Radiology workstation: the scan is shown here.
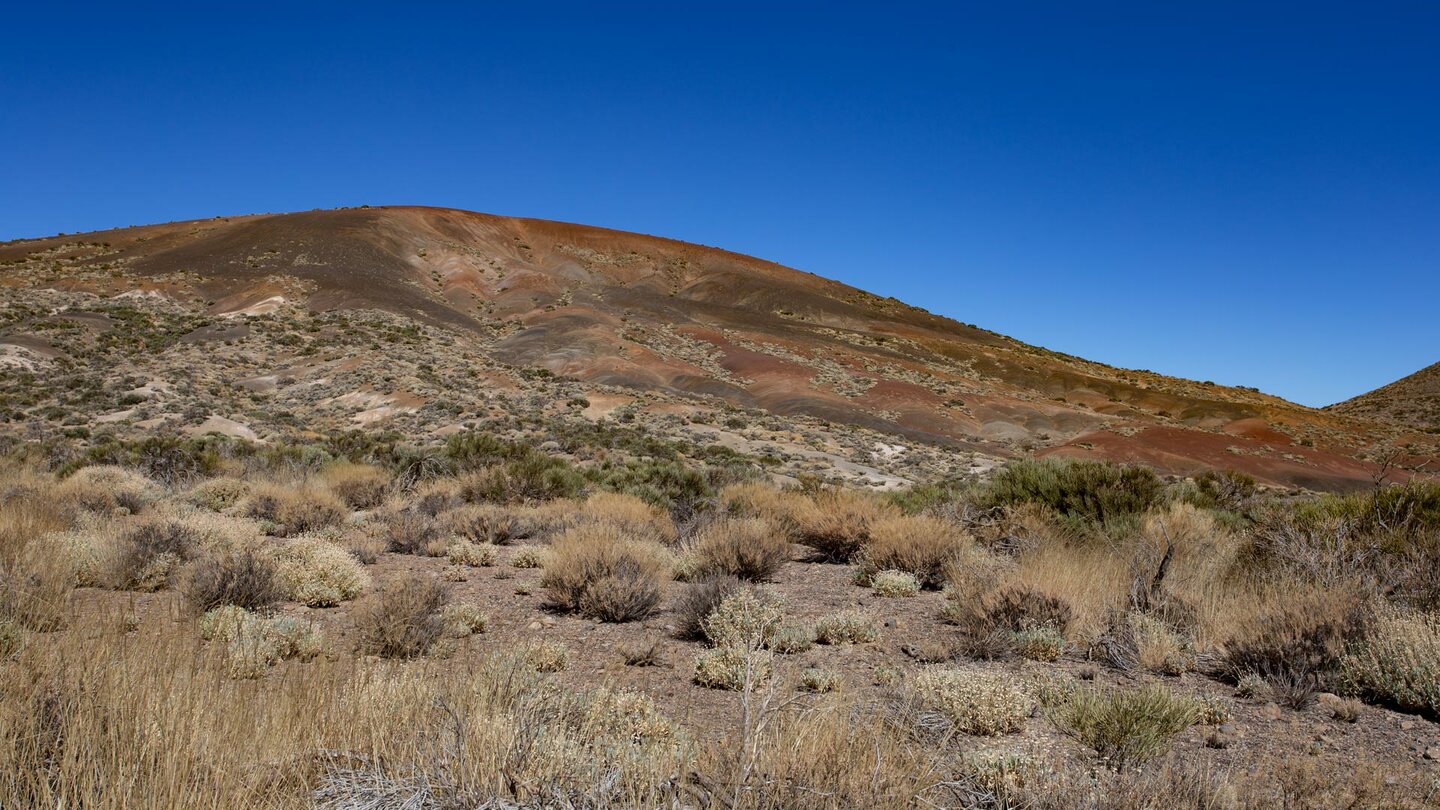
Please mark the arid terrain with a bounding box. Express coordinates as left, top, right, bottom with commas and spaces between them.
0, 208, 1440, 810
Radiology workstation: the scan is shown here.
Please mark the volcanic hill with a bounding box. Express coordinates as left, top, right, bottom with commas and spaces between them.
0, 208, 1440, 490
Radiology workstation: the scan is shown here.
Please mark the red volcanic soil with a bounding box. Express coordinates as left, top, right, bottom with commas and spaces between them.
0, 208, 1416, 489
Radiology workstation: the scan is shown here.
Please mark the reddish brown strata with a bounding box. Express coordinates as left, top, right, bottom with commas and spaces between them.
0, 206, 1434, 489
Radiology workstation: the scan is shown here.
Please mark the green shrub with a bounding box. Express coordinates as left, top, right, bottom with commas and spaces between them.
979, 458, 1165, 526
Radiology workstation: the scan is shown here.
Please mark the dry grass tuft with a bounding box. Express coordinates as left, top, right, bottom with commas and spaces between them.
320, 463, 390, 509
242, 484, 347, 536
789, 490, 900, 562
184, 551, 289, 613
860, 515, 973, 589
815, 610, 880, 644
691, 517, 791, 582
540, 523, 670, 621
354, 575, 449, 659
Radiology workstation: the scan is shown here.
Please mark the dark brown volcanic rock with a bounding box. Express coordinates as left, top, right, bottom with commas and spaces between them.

---

• Objetivo do exercício
Destaque nos registros acima todas as linhas que contêm a palavra "brown" e copie cada uma delas. A diferença entre maiúsculas e minúsculas deve ser respeitada.

• Resposta escrita
Please mark the reddish brown strata with a bounding box. Express coordinates as left, top, right, bottom with commas and spaces between them.
Please mark the dark brown volcanic rock with a bounding box. Express coordinates as left, top, right, bottom with commas and spaces between them.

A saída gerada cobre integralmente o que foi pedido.